- _Work to be completed_:
Return verbatim the run of lines that opens with the line holding "Prove me wrong or prove me right: there's a dog's front" and closes with the last line of the records.

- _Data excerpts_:

---

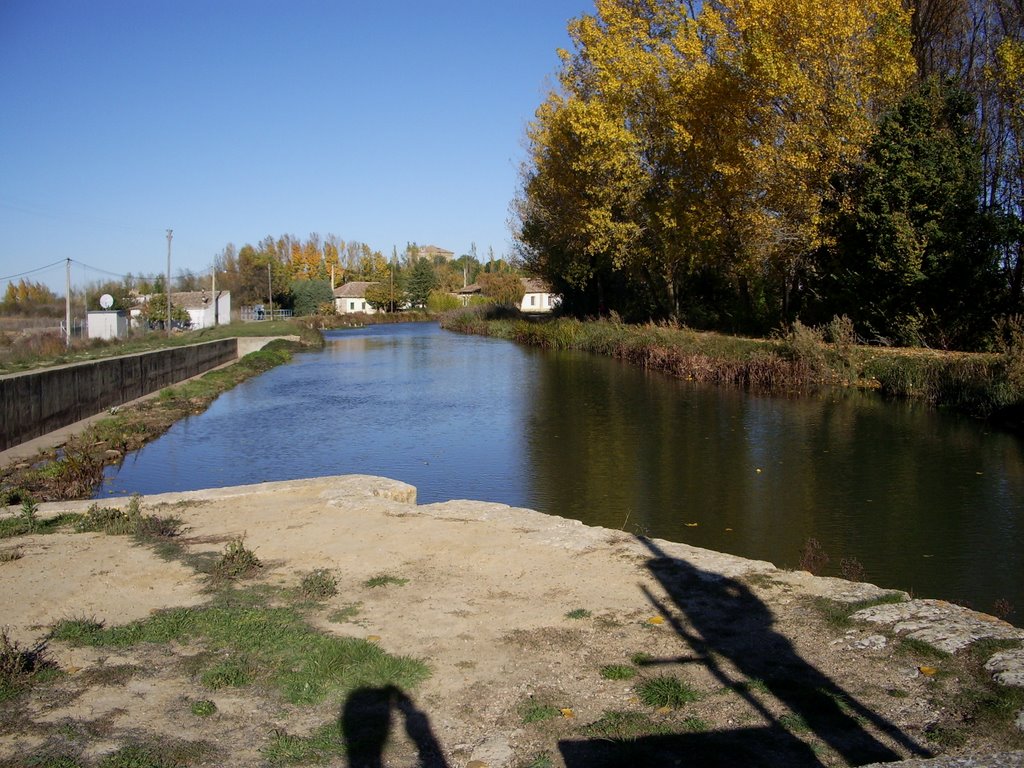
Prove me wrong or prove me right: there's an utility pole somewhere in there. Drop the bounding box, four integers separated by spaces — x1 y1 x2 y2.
64 258 71 348
267 262 273 320
211 265 217 327
166 229 173 337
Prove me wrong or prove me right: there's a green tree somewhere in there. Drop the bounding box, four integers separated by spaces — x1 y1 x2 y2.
289 279 333 317
815 80 1001 348
365 282 405 312
405 258 438 308
478 273 526 306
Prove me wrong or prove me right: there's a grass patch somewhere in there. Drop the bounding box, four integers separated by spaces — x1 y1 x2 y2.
779 712 811 733
263 722 346 765
0 511 80 539
49 601 428 705
300 569 338 599
200 657 253 689
0 547 23 562
363 574 408 588
635 675 701 709
564 608 591 620
630 652 654 666
74 495 183 543
600 664 637 681
896 636 951 661
96 739 215 768
683 715 710 731
581 710 672 740
520 698 562 724
190 699 217 717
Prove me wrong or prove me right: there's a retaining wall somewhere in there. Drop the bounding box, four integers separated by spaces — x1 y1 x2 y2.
0 339 238 451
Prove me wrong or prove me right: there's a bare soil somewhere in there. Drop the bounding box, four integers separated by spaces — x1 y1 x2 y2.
0 476 1020 767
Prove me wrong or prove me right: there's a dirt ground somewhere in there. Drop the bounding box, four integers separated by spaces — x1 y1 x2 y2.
0 475 1020 767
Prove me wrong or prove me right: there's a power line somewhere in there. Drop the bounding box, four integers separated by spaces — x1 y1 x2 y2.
0 259 67 282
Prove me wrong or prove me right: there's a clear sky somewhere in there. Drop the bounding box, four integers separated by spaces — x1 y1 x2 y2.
0 0 592 294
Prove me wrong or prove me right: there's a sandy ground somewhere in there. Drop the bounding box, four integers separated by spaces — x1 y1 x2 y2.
0 476 1020 767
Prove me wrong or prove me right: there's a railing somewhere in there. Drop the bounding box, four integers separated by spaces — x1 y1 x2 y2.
240 307 293 322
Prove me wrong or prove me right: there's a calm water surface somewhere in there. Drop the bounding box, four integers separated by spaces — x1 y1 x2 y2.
102 323 1024 617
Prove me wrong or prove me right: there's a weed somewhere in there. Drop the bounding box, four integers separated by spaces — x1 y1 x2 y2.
300 569 338 599
798 537 829 575
0 629 56 701
886 688 909 698
0 547 23 562
213 537 262 580
630 652 654 666
20 497 39 532
991 598 1014 621
600 664 636 680
565 608 591 620
520 698 561 724
79 664 139 686
737 678 770 695
363 574 408 588
190 699 217 717
95 739 214 768
839 556 865 582
635 675 701 708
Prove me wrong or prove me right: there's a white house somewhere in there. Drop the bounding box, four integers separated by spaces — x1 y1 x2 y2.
333 281 379 314
520 278 558 313
172 291 231 329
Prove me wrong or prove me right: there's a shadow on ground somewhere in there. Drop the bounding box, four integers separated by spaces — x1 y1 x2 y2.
559 537 932 767
341 685 450 768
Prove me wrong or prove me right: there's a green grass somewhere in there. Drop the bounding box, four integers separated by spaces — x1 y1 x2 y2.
600 664 637 680
779 712 811 733
520 698 562 724
0 512 81 540
896 636 951 661
263 723 346 765
49 601 428 706
0 629 59 702
564 608 591 619
363 574 408 588
581 711 672 740
189 699 217 717
328 604 361 623
200 657 253 689
635 675 701 709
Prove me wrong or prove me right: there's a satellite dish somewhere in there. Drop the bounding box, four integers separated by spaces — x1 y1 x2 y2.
100 294 114 309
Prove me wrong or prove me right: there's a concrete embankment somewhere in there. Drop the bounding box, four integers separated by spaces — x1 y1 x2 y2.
0 336 297 453
1 475 1021 766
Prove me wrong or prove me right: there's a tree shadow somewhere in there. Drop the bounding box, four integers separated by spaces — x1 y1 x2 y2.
341 685 449 768
560 537 931 767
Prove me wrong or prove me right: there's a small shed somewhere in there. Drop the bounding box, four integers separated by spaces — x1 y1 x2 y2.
520 278 558 313
87 310 129 340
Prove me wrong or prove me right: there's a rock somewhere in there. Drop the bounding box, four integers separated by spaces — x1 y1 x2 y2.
468 736 513 768
853 599 1024 655
985 649 1024 688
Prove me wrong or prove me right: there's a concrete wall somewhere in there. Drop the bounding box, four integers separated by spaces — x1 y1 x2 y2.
0 338 238 451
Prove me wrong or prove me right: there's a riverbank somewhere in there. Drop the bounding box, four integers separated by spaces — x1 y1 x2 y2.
440 308 1024 432
0 476 1021 767
0 337 310 503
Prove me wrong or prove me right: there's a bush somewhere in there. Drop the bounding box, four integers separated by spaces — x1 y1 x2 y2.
300 569 338 599
213 537 262 580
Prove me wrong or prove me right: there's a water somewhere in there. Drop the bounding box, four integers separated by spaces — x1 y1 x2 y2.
102 322 1024 618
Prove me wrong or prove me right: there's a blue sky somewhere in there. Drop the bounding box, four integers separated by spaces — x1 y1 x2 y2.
0 0 592 294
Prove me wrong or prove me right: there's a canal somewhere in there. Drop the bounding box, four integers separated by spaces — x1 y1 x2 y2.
101 322 1024 620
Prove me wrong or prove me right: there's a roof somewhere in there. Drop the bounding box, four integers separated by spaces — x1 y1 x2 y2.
418 245 454 260
136 291 227 310
520 277 552 294
333 281 379 299
456 283 483 295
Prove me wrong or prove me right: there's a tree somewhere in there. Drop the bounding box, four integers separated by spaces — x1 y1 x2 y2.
478 273 525 306
814 80 1000 348
405 258 438 308
365 282 405 313
289 279 333 317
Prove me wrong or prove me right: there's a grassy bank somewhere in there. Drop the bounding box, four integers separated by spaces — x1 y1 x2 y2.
441 307 1024 431
1 338 308 503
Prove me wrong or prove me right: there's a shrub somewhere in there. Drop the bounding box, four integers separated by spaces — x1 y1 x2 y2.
798 537 829 575
213 537 262 580
300 569 338 599
635 675 701 708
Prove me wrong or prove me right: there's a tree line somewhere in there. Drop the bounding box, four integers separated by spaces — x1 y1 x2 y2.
515 0 1024 349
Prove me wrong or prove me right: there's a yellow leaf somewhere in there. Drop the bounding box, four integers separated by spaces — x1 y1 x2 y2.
647 616 664 625
561 708 575 718
918 666 938 677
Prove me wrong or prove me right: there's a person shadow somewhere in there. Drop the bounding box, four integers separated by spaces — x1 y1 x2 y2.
560 537 931 767
342 685 450 768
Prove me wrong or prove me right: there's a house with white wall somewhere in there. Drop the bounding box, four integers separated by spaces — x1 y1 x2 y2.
334 281 378 314
520 278 558 313
172 291 231 329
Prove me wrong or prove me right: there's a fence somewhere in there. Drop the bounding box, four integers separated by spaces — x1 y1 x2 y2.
240 306 293 322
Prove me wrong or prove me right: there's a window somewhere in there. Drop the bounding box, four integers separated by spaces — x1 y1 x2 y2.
349 301 355 310
361 301 367 310
530 295 536 306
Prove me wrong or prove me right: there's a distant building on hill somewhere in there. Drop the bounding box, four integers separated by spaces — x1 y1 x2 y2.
416 245 454 262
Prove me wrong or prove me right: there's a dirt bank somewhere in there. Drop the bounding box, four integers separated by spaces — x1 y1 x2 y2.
1 476 1021 767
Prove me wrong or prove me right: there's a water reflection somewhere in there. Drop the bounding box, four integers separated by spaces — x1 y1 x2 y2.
523 348 1024 615
103 323 1024 616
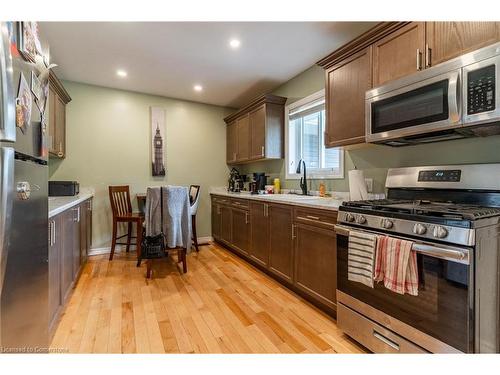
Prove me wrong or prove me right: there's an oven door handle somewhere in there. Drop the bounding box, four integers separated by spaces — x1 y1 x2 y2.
334 224 470 264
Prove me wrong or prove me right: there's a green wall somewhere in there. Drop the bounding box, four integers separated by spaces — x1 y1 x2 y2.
49 81 233 249
239 65 500 194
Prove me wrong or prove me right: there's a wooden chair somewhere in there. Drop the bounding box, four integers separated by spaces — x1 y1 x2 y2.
189 185 201 252
108 185 144 265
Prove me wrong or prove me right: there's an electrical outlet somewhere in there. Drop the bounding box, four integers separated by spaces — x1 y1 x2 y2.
365 178 373 193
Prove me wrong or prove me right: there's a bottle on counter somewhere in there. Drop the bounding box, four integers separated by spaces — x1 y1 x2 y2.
273 178 281 194
319 182 326 197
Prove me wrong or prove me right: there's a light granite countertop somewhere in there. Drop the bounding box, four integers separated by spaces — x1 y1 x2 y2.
210 188 346 211
48 187 95 218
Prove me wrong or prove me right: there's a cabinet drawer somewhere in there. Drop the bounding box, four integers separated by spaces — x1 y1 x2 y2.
231 198 249 210
294 207 337 229
337 303 428 353
212 195 231 206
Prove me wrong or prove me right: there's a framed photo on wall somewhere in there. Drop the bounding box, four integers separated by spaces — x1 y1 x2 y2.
16 22 38 62
150 107 166 177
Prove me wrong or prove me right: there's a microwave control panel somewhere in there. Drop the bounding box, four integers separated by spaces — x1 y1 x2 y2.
467 64 496 115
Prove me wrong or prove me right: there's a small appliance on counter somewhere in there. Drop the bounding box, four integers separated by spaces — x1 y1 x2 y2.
251 172 267 194
228 168 245 192
49 181 80 196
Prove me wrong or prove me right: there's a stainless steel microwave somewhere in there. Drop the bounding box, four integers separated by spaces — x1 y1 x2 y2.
366 42 500 146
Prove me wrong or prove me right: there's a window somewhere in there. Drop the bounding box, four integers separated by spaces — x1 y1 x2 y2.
286 89 344 179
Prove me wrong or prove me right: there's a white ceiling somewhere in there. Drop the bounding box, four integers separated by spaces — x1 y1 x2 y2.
39 22 376 108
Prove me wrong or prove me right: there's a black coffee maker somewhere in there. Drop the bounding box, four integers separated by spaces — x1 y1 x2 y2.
251 172 267 194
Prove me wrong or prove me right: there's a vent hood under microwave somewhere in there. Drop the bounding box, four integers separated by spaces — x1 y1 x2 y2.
365 42 500 146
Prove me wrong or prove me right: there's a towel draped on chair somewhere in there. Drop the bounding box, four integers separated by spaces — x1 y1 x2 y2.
145 185 192 251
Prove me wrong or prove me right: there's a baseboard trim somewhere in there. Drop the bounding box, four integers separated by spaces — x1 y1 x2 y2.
88 236 214 257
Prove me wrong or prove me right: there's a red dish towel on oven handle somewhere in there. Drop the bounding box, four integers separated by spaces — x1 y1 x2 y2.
373 236 419 296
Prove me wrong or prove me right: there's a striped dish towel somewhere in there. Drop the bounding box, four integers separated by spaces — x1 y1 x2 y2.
374 236 419 296
348 231 378 288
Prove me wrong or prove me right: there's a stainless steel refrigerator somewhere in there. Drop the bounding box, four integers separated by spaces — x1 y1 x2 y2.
0 22 48 351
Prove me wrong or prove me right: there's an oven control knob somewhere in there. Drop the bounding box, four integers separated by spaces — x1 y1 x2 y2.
356 215 367 224
413 223 427 235
345 213 355 222
433 225 448 239
381 219 393 229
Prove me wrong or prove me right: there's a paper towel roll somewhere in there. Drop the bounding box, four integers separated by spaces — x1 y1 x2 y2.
349 169 368 201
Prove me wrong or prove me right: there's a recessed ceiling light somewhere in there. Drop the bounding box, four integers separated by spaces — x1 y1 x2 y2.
116 69 127 77
229 39 241 49
194 84 203 92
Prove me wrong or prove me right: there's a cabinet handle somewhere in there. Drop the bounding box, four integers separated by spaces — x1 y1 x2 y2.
416 49 422 71
233 152 237 161
48 221 52 246
245 212 249 224
264 204 268 217
425 44 432 68
52 220 56 245
292 224 296 239
261 146 265 157
373 330 400 351
306 215 320 221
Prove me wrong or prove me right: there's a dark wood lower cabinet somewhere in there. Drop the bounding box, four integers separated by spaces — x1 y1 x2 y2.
249 202 270 267
294 223 337 309
49 198 93 337
231 208 250 255
211 194 337 314
268 204 294 284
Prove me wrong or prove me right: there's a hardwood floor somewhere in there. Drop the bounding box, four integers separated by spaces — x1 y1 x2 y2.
50 243 366 353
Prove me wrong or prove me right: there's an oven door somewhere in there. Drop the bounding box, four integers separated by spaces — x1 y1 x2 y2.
366 70 461 144
335 225 473 353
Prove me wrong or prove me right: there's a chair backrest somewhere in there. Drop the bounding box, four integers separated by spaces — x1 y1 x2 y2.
189 185 201 214
109 185 133 217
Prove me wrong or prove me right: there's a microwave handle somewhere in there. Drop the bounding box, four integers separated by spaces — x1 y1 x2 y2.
0 23 15 142
334 224 470 264
448 70 461 124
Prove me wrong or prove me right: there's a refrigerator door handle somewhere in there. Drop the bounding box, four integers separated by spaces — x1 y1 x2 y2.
0 147 14 302
0 23 16 142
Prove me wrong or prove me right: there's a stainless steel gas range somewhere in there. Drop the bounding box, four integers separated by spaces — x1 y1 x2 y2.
334 164 500 353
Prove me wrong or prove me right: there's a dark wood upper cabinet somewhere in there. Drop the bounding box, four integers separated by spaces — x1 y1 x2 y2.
294 222 337 310
249 202 270 267
268 204 294 284
325 47 372 147
426 22 500 67
48 72 71 159
236 114 250 162
372 22 426 87
226 121 237 164
224 94 286 165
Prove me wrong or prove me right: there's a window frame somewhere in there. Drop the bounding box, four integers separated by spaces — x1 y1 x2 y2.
285 89 344 180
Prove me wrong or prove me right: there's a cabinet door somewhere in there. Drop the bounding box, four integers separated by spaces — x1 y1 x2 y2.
294 223 337 310
226 122 237 164
48 216 62 332
372 22 425 86
426 22 500 67
249 105 266 160
268 204 293 283
71 206 81 280
231 208 250 255
325 47 372 147
79 202 88 266
48 86 57 155
236 114 250 162
54 96 66 158
249 202 270 267
211 200 222 239
60 210 75 302
220 205 232 245
86 199 92 256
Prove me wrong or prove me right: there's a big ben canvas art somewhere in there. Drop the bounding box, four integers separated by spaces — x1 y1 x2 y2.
150 106 166 177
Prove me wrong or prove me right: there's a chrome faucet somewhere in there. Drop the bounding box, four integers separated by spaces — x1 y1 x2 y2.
296 159 308 196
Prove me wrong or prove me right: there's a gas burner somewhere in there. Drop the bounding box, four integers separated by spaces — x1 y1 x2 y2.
343 199 500 221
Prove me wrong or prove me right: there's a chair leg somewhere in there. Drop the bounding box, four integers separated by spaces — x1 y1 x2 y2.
182 248 187 273
126 222 132 252
146 259 152 279
109 219 118 260
191 214 199 252
136 219 143 267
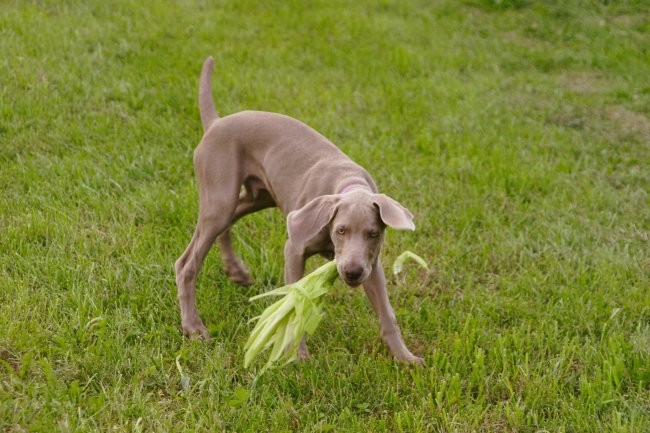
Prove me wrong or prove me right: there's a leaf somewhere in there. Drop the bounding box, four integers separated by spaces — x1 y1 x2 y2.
245 260 339 370
392 251 429 275
175 355 190 393
180 374 190 394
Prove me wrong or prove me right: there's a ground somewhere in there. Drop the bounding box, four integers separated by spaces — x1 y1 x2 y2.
0 0 648 432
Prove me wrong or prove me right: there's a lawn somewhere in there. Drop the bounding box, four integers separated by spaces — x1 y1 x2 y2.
1 0 648 431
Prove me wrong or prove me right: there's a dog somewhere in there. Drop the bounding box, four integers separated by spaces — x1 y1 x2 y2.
174 57 423 364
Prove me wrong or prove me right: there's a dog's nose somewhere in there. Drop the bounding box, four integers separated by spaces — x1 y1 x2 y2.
344 267 363 282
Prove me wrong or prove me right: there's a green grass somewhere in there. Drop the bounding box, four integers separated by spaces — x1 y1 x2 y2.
1 0 649 431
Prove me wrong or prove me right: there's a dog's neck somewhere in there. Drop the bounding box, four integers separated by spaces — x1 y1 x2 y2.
338 182 370 195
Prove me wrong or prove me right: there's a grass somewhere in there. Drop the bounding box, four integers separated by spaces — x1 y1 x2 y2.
1 0 648 431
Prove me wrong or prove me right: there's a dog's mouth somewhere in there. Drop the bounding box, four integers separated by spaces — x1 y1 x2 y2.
343 277 363 287
340 272 368 287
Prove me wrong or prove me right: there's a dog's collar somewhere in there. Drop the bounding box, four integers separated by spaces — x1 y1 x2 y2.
338 183 368 194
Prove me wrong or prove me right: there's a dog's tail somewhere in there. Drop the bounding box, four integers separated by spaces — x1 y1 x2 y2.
199 56 219 132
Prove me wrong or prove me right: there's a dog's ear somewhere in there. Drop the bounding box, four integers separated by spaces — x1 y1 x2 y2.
373 194 415 231
287 195 339 245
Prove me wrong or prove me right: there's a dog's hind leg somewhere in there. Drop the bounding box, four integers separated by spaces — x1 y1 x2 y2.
216 187 275 286
174 145 241 339
216 229 253 286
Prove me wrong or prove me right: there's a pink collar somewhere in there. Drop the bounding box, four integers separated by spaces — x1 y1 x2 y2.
338 183 368 194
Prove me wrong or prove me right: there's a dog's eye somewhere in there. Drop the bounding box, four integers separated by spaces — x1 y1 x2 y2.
336 227 346 235
369 230 380 238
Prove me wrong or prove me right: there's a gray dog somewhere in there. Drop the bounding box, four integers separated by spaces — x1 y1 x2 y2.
175 57 423 364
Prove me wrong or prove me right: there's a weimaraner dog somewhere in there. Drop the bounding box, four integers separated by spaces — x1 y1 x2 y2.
175 57 423 364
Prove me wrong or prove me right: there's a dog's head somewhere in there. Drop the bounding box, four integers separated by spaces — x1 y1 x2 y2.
287 190 414 286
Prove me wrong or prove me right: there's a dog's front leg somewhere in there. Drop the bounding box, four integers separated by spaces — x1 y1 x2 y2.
283 240 310 359
363 259 423 364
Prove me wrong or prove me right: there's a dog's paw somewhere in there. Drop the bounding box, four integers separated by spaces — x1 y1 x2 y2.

---

- _Result of the task_:
Prove me wrong or prove me right: there's a dog's front leg somewhere in there. Drop the bounding box, four integers separated by spaces — x1 y1 x2 y2.
283 240 310 359
363 259 423 364
Prove me wrong or prove me right: there's a dog's paw somewhere in there. Drop the bounding box, four integers separated by spaces — x1 y1 x2 y2.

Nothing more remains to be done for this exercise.